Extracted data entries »
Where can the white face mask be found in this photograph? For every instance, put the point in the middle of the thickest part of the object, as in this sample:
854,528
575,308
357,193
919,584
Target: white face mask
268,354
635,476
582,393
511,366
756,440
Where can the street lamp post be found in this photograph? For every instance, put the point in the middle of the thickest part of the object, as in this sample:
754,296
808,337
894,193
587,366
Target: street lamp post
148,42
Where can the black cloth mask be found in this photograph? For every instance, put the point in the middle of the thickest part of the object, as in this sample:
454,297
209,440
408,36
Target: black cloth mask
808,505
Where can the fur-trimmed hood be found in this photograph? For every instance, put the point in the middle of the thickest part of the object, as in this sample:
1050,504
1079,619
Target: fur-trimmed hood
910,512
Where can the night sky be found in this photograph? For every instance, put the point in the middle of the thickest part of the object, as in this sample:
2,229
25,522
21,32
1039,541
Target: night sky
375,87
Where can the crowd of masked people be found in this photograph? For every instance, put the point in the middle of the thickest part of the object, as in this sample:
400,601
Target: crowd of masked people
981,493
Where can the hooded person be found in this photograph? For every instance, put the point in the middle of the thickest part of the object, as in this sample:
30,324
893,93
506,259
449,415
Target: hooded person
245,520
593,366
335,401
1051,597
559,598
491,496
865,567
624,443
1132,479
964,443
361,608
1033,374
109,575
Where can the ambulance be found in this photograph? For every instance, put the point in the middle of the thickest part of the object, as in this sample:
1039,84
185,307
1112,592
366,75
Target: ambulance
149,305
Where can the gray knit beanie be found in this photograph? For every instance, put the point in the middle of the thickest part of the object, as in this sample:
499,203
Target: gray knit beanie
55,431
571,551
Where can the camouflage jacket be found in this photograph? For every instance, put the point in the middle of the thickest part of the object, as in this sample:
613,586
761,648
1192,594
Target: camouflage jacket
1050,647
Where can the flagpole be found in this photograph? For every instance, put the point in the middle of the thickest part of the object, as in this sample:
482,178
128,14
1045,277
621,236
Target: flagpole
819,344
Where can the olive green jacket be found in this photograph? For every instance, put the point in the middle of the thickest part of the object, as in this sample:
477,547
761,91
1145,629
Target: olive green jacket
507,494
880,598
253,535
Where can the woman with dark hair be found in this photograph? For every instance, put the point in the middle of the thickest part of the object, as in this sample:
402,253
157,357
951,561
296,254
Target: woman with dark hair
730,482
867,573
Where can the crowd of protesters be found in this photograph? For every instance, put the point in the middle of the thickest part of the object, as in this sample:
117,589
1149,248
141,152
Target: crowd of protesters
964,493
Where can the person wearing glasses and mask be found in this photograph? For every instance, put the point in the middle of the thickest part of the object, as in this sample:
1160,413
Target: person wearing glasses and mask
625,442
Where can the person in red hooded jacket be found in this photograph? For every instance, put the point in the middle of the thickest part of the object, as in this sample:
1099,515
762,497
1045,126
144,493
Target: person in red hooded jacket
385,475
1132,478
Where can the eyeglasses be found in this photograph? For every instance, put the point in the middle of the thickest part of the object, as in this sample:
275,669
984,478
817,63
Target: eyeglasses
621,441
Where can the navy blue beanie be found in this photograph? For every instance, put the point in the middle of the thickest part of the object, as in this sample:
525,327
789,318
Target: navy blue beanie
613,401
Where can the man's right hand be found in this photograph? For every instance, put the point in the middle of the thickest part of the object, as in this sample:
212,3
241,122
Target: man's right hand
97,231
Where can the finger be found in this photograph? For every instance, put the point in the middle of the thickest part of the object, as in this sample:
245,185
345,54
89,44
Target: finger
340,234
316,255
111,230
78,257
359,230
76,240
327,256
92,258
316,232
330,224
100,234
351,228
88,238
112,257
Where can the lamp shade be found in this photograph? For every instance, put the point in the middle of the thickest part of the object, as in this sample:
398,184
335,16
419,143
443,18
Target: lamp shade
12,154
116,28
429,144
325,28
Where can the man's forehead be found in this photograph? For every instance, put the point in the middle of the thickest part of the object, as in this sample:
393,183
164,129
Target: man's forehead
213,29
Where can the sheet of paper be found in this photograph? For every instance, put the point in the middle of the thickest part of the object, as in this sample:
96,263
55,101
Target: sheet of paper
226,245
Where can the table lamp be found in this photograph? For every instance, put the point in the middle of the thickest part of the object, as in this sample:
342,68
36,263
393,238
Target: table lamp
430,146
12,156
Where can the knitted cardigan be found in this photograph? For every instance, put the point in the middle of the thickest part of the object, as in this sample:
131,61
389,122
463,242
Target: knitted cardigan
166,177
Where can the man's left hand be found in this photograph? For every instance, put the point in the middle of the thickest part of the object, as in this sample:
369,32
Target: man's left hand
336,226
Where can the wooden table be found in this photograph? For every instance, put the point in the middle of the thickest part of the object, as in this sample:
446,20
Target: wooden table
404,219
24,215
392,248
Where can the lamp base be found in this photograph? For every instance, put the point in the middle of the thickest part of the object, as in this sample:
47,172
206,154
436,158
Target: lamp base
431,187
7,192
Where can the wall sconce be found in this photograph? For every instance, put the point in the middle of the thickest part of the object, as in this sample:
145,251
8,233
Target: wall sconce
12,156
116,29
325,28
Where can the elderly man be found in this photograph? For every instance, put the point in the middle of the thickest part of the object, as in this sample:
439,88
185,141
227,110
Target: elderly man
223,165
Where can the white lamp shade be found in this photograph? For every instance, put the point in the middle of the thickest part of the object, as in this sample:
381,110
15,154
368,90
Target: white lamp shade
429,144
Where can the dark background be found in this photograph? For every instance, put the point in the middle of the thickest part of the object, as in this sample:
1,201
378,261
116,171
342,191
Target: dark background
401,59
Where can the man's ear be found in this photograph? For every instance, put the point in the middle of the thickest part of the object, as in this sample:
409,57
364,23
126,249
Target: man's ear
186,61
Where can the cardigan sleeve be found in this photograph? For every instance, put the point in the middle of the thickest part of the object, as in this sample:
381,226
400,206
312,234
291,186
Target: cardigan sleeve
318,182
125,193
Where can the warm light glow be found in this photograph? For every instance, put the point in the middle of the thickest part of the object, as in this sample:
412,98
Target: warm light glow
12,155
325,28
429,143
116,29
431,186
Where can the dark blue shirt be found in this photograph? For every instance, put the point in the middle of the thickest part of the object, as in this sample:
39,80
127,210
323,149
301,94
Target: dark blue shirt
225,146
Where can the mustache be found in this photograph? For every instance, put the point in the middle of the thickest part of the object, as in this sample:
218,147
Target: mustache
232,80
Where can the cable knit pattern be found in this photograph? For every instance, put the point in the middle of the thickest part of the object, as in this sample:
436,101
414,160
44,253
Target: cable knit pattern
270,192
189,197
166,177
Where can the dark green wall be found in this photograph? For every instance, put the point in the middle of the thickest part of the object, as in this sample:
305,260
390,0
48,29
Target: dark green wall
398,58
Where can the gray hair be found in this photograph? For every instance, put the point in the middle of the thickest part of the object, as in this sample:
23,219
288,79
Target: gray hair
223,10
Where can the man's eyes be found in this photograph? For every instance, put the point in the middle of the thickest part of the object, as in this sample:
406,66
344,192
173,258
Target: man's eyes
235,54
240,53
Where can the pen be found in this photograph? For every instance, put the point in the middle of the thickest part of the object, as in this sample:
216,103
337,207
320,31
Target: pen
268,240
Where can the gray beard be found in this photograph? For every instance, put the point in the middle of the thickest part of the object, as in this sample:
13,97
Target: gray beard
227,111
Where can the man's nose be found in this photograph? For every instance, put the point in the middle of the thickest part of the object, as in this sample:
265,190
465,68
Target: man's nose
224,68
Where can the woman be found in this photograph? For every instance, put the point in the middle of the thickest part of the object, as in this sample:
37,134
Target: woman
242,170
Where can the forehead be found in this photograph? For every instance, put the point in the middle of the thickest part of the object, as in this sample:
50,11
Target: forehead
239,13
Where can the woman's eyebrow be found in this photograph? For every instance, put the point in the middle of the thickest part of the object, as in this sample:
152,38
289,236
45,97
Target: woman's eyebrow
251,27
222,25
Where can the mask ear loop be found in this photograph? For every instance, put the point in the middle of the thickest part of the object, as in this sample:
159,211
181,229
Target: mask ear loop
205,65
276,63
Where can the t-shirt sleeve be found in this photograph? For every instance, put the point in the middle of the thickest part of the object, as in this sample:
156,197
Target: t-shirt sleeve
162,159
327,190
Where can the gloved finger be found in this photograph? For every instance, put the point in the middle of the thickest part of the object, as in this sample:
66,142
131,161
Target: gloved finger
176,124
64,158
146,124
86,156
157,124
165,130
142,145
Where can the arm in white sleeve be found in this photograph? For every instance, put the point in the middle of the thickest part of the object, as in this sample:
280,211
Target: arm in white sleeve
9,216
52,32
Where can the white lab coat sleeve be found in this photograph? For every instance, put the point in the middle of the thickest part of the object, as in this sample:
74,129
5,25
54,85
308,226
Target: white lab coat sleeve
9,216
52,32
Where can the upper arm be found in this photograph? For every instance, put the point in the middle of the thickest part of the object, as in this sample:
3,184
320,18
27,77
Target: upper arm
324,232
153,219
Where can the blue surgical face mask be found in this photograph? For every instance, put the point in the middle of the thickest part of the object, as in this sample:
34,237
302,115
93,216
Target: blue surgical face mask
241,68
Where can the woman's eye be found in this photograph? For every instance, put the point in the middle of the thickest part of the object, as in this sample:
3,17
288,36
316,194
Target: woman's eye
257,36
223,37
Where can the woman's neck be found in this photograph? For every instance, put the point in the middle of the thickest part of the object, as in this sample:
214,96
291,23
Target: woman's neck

YOUR OBJECTIVE » Return every line from the entries that holds the string "neck".

SOLUTION TO THIS PROBLEM »
Where can the woman's neck be found in this photograph? For every instance, put the point in the middle of the thickest part of the object, as in this sample:
Target: woman's neck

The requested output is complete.